=== Section Start ===

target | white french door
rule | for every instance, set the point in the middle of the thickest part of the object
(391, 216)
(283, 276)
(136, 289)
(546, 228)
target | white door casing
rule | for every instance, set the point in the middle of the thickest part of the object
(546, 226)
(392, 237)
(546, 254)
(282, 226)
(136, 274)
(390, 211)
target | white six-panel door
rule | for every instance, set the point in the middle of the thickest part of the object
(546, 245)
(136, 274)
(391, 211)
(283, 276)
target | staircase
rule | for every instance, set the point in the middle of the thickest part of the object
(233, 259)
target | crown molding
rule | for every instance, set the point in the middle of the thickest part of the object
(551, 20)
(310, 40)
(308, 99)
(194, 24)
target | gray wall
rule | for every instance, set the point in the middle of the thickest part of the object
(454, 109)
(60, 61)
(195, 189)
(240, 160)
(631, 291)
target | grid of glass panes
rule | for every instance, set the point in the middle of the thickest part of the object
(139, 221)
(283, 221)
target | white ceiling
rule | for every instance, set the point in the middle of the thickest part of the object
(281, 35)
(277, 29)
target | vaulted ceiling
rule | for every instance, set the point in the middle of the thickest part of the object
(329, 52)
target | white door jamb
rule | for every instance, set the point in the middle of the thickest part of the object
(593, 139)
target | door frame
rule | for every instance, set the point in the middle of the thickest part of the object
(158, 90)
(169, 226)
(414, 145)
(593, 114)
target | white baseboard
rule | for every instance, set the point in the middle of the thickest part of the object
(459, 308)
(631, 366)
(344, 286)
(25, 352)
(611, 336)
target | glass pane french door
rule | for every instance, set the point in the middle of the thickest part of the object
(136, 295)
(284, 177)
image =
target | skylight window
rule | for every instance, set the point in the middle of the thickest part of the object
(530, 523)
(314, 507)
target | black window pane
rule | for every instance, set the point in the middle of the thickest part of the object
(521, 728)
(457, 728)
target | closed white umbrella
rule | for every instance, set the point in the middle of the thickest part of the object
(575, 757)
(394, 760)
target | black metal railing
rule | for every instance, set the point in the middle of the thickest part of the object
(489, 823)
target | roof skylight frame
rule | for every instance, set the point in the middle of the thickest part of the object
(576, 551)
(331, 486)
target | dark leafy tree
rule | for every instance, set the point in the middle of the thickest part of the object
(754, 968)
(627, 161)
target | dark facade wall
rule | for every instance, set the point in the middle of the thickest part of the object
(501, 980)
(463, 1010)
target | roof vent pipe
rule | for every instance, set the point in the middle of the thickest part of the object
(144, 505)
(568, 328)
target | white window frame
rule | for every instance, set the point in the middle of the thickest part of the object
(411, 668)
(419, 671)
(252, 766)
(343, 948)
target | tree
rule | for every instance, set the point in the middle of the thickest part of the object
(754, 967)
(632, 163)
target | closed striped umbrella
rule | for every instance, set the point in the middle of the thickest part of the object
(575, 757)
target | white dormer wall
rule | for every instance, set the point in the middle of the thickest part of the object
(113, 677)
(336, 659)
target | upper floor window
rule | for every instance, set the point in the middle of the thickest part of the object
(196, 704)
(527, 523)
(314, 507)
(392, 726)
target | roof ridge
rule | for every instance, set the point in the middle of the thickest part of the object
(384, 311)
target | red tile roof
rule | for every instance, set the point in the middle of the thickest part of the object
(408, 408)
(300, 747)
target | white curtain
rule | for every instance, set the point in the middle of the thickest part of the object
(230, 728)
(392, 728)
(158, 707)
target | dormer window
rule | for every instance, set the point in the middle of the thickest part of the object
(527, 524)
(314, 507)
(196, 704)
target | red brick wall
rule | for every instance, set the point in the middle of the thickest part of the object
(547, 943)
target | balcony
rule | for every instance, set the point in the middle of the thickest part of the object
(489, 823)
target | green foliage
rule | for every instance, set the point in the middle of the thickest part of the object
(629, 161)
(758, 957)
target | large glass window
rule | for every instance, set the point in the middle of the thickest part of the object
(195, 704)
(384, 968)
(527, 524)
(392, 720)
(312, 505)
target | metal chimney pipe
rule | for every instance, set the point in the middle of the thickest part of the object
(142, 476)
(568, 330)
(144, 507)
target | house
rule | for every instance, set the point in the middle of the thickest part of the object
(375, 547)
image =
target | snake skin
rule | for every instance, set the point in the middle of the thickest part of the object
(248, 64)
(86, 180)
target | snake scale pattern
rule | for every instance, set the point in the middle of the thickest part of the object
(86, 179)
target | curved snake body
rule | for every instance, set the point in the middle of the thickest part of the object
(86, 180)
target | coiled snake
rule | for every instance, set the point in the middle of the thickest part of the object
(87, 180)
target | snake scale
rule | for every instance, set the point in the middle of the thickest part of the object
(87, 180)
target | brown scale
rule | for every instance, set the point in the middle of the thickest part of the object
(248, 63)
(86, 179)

=== Section End ===

> **Task**
Restate the data above word for word, please.

> **Task answer**
target | white french door
rule | for every instance, set the point in the middle of the thickest part of the object
(391, 216)
(283, 276)
(136, 289)
(546, 228)
target | white door casing
rule | for every instance, set the point in the middle of the thickest part of the object
(546, 226)
(392, 237)
(546, 254)
(282, 226)
(136, 274)
(390, 211)
target | white six-panel door
rule | for every instance, set the point in the middle of the thickest part of the object
(546, 245)
(136, 274)
(391, 211)
(283, 276)
target | staircase
rule | for every instance, set the point in the middle of the thickest part of the object
(233, 259)
target | crown molding
rule | for every instance, set the point in the middle of the thickest part of the object
(551, 20)
(310, 40)
(308, 99)
(194, 24)
target | gray wall
rule | for every instance, set the point in the middle of the thickest part of the object
(454, 109)
(60, 61)
(195, 189)
(240, 160)
(631, 291)
target | grid of glass panes
rule | for every instance, set the point in the middle of the thickest part of the object
(139, 221)
(283, 221)
target | white ceiling
rule | for every instance, set the point in the middle of the thickest part of the object
(281, 35)
(277, 29)
target | vaulted ceiling
rule | for every instance, set the point in the middle of the thickest part of the object
(329, 52)
target | white door jamb
rule | for every instance, set the point in the middle of the thickest part of the object
(593, 139)
target | door frame
rule | for every instance, set the point in the middle of the thickest part of the object
(158, 90)
(169, 226)
(414, 145)
(593, 114)
target | white baseboard
rule | for every instance, set the point in the middle of the thickest part of the object
(459, 308)
(631, 366)
(344, 286)
(25, 352)
(611, 336)
target | glass pane french door
rule | for every instance, set the point in the middle of the thickest part of the object
(136, 295)
(284, 177)
image =
target | skylight window
rule | for every instance, set the point in the middle of the thickest part of the object
(530, 523)
(314, 507)
target | black window pane
rule | for every instance, set the point in the middle of the thickest part of the object
(521, 728)
(457, 728)
target | closed white umbrella
rule | for every instance, set the point in the middle of the thickest part of the object
(575, 757)
(394, 760)
target | black metal railing
rule | for every instance, set the point in the middle of the thickest part of the object
(489, 823)
target | roof skylight frame
rule | for every instance, set the point in the middle of the thickest part of the object
(576, 551)
(331, 486)
target | dark leafy tree
rule | for every instance, set the point in the middle of the thickest part of the object
(754, 968)
(627, 161)
target | dark facade wall
rule | for every instance, set the point in the middle of the thickest part of the object
(501, 980)
(463, 1010)
target | roof vent pipe
rule | for every instance, set the point in the middle of the thickest part of the object
(144, 505)
(568, 328)
target | white window frame
rule | for every instance, set the point in the middle of the thickest part of the object
(411, 668)
(419, 671)
(252, 766)
(343, 948)
target | tree
rule | for every instance, set the point in the middle of the thickest part of the object
(754, 967)
(632, 163)
target | closed striped umbrella
rule | for every instance, set the point in the middle of the thickest part of the object
(575, 757)
target | white dormer wall
rule | for every instance, set the point in the middle of the thickest part of the object
(113, 677)
(336, 659)
target | upper floor window
rule | for every instance, set the point in the middle of the thickest part of the object
(196, 704)
(527, 523)
(314, 507)
(392, 726)
target | roof ridge
rule | for every instance, set the point in the middle of the thickest part of the object
(384, 311)
target | red tile roof
rule | for every instance, set the point in the middle of the thickest part of the object
(408, 408)
(300, 747)
target | white curtain
rule | for every instance, set the point in the middle of the thickest part of the object
(230, 728)
(392, 728)
(158, 707)
target | dormer window
rule | for every instance, set the point in the middle of the thickest part of the object
(527, 524)
(314, 507)
(196, 704)
target | red brick wall
rule | for every instance, set the point in the middle of the thickest part of the object
(547, 943)
target | balcony
rule | for every instance, set the point in the middle of the thickest part of the object
(489, 823)
target | green foliage
rule | for every instance, set the point in the middle of the thickest part of the object
(629, 161)
(758, 957)
target | large glass window
rule | for every instance, set the point in the middle of the thickest part of the object
(195, 704)
(384, 968)
(527, 524)
(392, 720)
(312, 505)
target | metal chimney pipe
rule | for every instance, set the point in the middle of the thickest part of the object
(142, 476)
(568, 330)
(144, 507)
target | house
rule | for every instance, set the point in the middle of the thickest part of the object
(375, 547)
image =
target | snake skin
rule | for every instance, set the point in the middle of the thickest part of the object
(248, 64)
(86, 180)
target | snake scale pattern
rule | for every instance, set the point in the middle of the thickest part of the object
(86, 179)
target | curved snake body
rule | for every instance, set the point in the middle of the thickest part of the object
(86, 180)
target | coiled snake
rule | for every instance, set the point in the middle of the thickest part of the object
(87, 180)
target | snake scale
rule | for every instance, set the point in the middle of the thickest part of the object
(87, 180)
target | brown scale
rule | for every instance, set the point in the middle of the thickest part of the object
(248, 63)
(86, 179)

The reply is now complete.